# TEXTO EXTRAÍDO
—————
Da indústria à ópera
De ferramenteiro forjado pelo Senai na década de 70 aos palcos do disputadíssimo Coral Lírico do Teatro Municipal, Luiz Doné percorreu via crucis que consumiu longos anos de preparo, desafios, decepções e aprendizados. Apesar de ver a oportunidade de cantar profissionalmente escapar por entre os dedos inúmeras vezes, sempre dava um jeito de conciliar a paixão pela música erudita com a necessidade de sobreviver financeiramente.
Casado aos 19 anos com a educadora Maria, com quem vive até hoje, aos 22 já tinha uma filha e de quebra verdadeiro caminhão de responsabilidades. Para dar conta do recado de sustentar a família e ao mesmo tempo prosseguir com a carreira, cantava nos finais de semana em casamentos e festas para amigos e conhecidos. “Mas, apesar da voz grande e das notas agudas, faltava a técnica e isso me acarretou problemas de saúde nas cordas vocais”, reconhece.
Sucesso popular
Na época, Doné enchia corredores das igrejas católicas do Grande ABC com vozerio retumbante e repertório de canções românticas nacionais e internacionais de Milton Nascimento e Jessé a Beatles e Frank Sinatra, além de temas como Perhaps Love, Memory, Only You e Unchained Melody, cujos arranjo e interpretação líricos bem característicos rendiam performances que ajudavam a arrancar lágrimas das famílias e convidados dos noivos.
—————
Itens armazenados do conjunto de dados:
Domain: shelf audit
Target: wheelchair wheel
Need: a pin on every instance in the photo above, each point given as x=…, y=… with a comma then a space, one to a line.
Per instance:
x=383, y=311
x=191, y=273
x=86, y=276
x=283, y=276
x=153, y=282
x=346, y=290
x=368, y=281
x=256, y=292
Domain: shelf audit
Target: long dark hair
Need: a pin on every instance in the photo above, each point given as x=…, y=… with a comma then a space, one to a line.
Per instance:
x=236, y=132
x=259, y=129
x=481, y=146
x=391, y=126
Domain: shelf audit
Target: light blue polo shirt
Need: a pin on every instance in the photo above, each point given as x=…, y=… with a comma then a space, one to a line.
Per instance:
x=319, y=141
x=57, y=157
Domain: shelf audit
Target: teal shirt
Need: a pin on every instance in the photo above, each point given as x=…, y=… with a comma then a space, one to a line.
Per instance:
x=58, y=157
—————
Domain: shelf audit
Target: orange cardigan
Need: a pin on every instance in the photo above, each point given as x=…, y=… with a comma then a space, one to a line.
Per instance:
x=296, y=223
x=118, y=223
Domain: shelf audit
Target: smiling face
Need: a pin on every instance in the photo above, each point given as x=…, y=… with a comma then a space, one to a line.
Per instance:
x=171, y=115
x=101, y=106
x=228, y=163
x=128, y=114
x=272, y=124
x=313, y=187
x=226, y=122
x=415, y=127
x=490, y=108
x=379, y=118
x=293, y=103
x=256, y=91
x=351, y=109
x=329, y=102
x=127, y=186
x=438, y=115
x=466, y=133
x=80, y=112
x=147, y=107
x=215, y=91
—————
# OBJETIVO A
Reproduza fielmente o texto sobre Luiz Doné de "Da indústria à" até "de sobreviver financeiramente.".
# OBJETIVO B
Prossiga com o texto sobre Luiz Doné a partir da última frase apresentada.

# RESULTADO FINAL A
Da indústria à ópera
De ferramenteiro forjado pelo Senai na década de 70 aos palcos do disputadíssimo Coral Lírico do Teatro Municipal, Luiz Doné percorreu via crucis que consumiu longos anos de preparo, desafios, decepções e aprendizados. Apesar de ver a oportunidade de cantar profissionalmente escapar por entre os dedos inúmeras vezes, sempre dava um jeito de conciliar a paixão pela música erudita com a necessidade de sobreviver financeiramente.

# RESULTADO FINAL B
As apresentações em casamentos continuam, mas agora apenas para atender a pedidos especiais de amigos mais próximos, já que em alguns finais de semana também é comum atender a alguma solicitação extra do Coral Lírico ou da Escola de Música de São Paulo. O tenor não reclama e se considera privilegiado por integrar posto pra lá de cobiçado.
Além do salário de R$ 4.554, superior ao coro da Osesp (Orquestra Sinfônica do Estado de São Paulo), o coral oferece aos cantores a perspectiva de se desenvolverem como solistas. Foi ali que estrelas do naipe de Paulo Szot, Rosana Lamosa, Céline Imbert e Claudia Riccitelli iniciaram carreira, sob a batuta do maestro Mario Valério Zaccaro.
Mas, para fazer parte de time tão seleto é preciso atender a série de exigências. Há período de experiência e até provas-surpresa. Pensa que terminou? Na hora da audição, o candidato é obrigado a interpretar trecho composto pela banca sem nunca ter ouvido semelhante letra e é comum ser interrompido pelos avaliadores no meio de uma apresentação.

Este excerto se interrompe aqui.